--- DATASET RECORDS ---
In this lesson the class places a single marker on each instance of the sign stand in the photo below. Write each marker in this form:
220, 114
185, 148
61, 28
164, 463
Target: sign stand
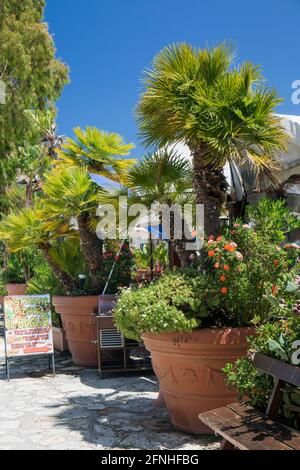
50, 354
---
> DIRECTIONS:
The entries must be written out again unchanged. Images are to be left out.

> FINISHED TASK:
In this lesson the class places a single marker on each instance of the sign stand in the photo below. Write each marker in this form:
220, 114
185, 148
61, 28
164, 463
Target: sign stand
50, 354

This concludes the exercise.